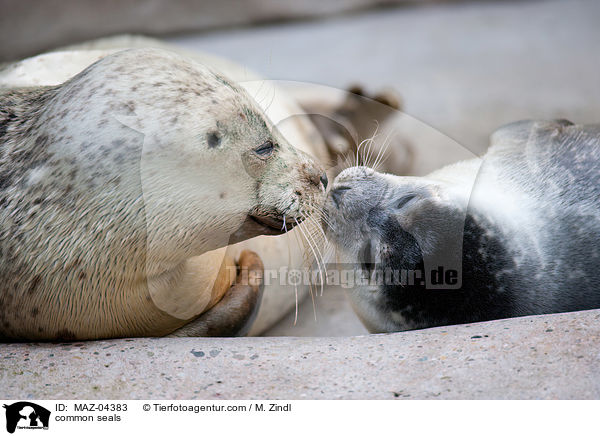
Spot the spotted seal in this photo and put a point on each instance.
(514, 233)
(115, 181)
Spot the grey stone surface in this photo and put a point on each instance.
(552, 356)
(32, 28)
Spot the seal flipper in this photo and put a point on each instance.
(237, 310)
--- --- ---
**Written task:** Retype the listing above line for line, keeping every word and number unchanged, and leave the pictures out.

**The answer:**
Spot the spotted seal in this photo and put a point on each instance.
(514, 233)
(115, 181)
Spot the grey stone surface in this photo and put a point on each instance.
(552, 356)
(32, 28)
Spot the seal flipper in this photo and put a point on each instance.
(237, 310)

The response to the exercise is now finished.